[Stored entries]

□ □ □ □ □ □ □

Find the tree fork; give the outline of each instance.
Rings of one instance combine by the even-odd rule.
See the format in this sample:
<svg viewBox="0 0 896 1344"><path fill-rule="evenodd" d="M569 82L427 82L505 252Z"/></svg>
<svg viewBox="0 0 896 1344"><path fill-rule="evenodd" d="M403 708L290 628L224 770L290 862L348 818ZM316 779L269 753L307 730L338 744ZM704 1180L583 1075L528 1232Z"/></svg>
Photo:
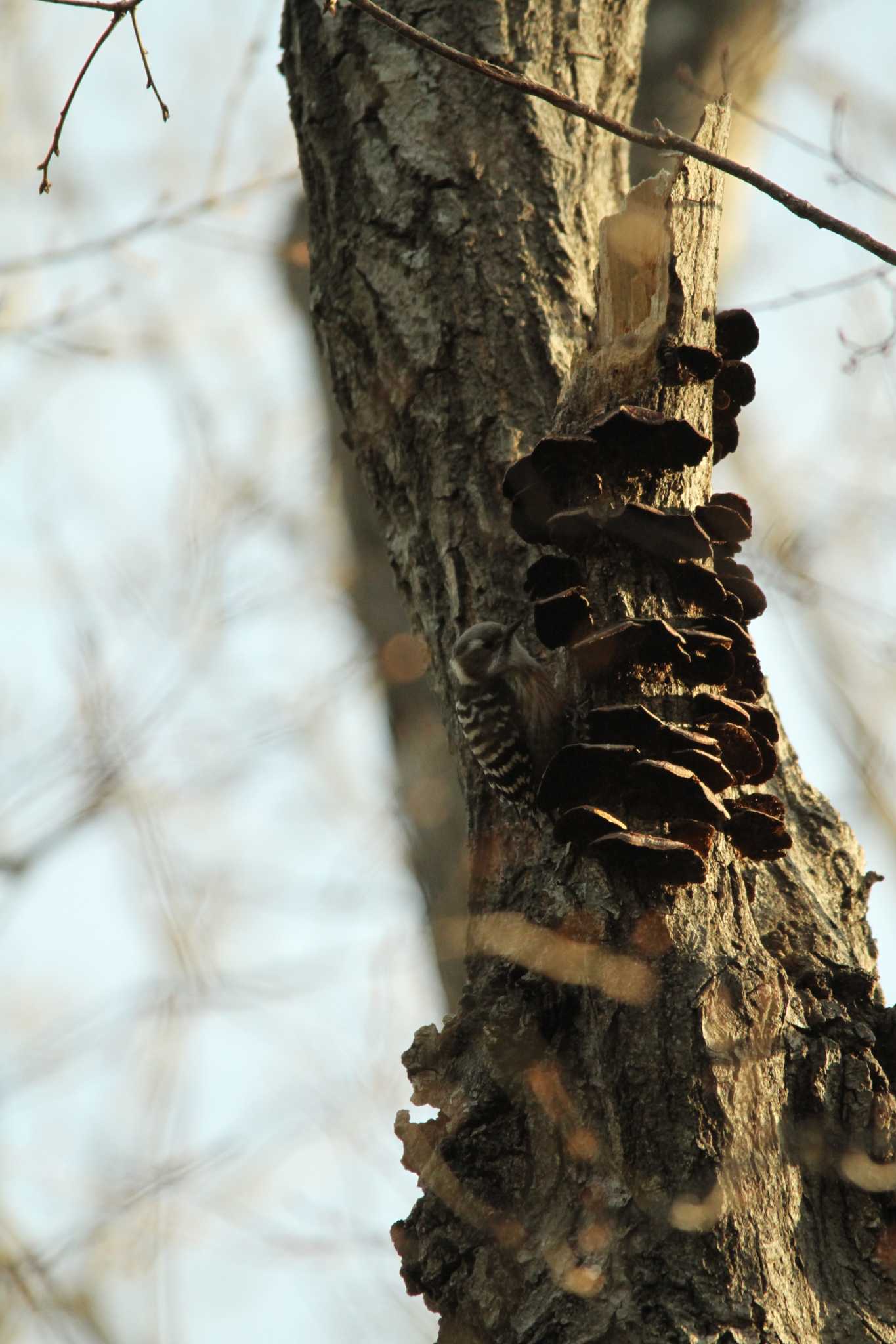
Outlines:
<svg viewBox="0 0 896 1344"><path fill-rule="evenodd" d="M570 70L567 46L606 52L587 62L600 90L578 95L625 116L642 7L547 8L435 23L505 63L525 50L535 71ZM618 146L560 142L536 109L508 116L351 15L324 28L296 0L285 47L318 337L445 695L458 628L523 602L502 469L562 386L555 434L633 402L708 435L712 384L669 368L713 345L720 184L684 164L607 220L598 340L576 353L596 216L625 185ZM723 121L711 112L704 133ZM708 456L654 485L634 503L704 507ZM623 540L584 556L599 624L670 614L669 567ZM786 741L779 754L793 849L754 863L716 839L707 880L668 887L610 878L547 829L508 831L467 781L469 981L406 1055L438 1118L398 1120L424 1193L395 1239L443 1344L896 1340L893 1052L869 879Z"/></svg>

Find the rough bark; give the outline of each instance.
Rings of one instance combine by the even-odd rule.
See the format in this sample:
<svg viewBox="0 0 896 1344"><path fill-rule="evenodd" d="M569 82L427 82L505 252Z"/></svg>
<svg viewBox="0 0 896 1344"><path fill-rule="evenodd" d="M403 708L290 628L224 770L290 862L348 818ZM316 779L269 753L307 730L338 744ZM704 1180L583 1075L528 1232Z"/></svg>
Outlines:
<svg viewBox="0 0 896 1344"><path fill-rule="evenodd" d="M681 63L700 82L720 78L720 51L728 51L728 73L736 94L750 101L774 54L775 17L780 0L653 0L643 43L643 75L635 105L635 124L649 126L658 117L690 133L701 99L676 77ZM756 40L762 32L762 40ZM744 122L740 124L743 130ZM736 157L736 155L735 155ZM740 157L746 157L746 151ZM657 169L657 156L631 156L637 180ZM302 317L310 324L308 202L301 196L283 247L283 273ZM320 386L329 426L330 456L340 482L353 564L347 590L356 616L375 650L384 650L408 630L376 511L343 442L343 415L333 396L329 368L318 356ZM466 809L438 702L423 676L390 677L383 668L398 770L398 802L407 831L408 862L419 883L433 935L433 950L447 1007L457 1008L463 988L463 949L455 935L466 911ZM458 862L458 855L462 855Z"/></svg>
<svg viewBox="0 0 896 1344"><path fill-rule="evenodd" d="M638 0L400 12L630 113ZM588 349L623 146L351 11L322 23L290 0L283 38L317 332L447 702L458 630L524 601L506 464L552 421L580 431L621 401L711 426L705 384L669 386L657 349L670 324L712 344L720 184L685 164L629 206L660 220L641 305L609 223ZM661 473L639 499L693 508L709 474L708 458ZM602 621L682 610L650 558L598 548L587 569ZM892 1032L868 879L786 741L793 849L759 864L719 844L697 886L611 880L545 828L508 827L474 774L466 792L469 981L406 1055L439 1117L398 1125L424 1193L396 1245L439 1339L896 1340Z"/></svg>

□ □ □ □ □ □ □

■ Directions for this task
Rewrite all of the items above, replacing "give the outline" with "trace the outline" and changing nothing else. Leave the pictures out of your answer.

■ Response
Find the tree fork; trace the outline of each instance.
Rings of one instance combine by the even-odd rule.
See the format in this sample:
<svg viewBox="0 0 896 1344"><path fill-rule="evenodd" d="M569 82L427 82L505 252Z"/></svg>
<svg viewBox="0 0 896 1344"><path fill-rule="evenodd" d="M403 708L290 628L224 770L290 862L348 818ZM316 779L269 753L307 730L338 744ZM704 1180L583 1075L528 1232Z"/></svg>
Photo:
Outlines:
<svg viewBox="0 0 896 1344"><path fill-rule="evenodd" d="M570 70L567 46L606 52L587 62L600 90L578 95L625 116L642 7L547 8L435 23L505 63L525 50L535 71ZM618 146L560 142L536 109L508 116L351 15L324 28L296 0L285 47L318 337L445 695L458 628L523 602L502 469L562 386L555 434L633 402L708 435L712 384L669 368L713 345L720 184L684 164L607 220L598 340L576 353L596 216L625 185ZM723 121L711 112L704 133ZM708 456L654 485L634 503L704 507ZM623 540L584 556L599 624L670 614L669 567ZM786 741L779 754L793 849L754 863L716 839L707 880L668 887L610 878L547 829L508 831L467 781L469 981L406 1055L438 1118L398 1120L424 1193L395 1239L443 1344L896 1340L893 1052L869 879Z"/></svg>

Find the rough bark; trace the outline of each instance.
Rings of one instance combine by the even-odd rule.
See the format in this sample:
<svg viewBox="0 0 896 1344"><path fill-rule="evenodd" d="M569 82L427 82L505 252Z"/></svg>
<svg viewBox="0 0 896 1344"><path fill-rule="evenodd" d="M403 708L290 628L224 770L290 862L348 818ZM316 779L269 753L307 730L338 744ZM704 1180L583 1075L528 1232Z"/></svg>
Outlines:
<svg viewBox="0 0 896 1344"><path fill-rule="evenodd" d="M681 63L700 82L720 78L720 51L728 51L728 73L736 94L750 101L774 54L775 17L780 0L653 0L643 43L643 75L635 105L635 124L649 126L658 117L690 133L701 99L676 77ZM756 40L762 32L762 40ZM744 122L740 124L743 130ZM736 157L736 155L735 155ZM740 157L746 157L746 151ZM657 169L657 156L631 156L637 180ZM302 317L310 324L308 202L301 196L283 247L283 273ZM320 386L329 426L330 456L340 482L353 564L347 590L356 616L375 650L384 650L408 630L376 511L343 442L343 415L333 396L329 368L318 356ZM466 809L438 702L423 676L390 677L383 668L398 770L398 802L407 831L408 862L419 883L433 935L433 950L447 1007L457 1008L463 988L463 949L455 935L466 911ZM458 862L458 855L462 855Z"/></svg>
<svg viewBox="0 0 896 1344"><path fill-rule="evenodd" d="M638 0L400 12L630 113ZM588 349L623 146L351 11L322 23L290 0L283 38L317 332L447 702L458 630L524 601L506 464L552 421L580 431L621 401L711 426L705 384L669 386L657 349L670 324L712 344L720 184L685 164L629 206L660 220L641 305L609 223ZM661 473L639 499L693 508L709 474L708 458ZM602 621L682 610L650 558L598 548L587 569ZM892 1032L868 879L786 741L793 849L759 864L719 844L697 886L611 880L545 828L508 827L474 774L466 792L469 981L406 1055L439 1117L398 1125L424 1193L396 1245L439 1339L896 1340Z"/></svg>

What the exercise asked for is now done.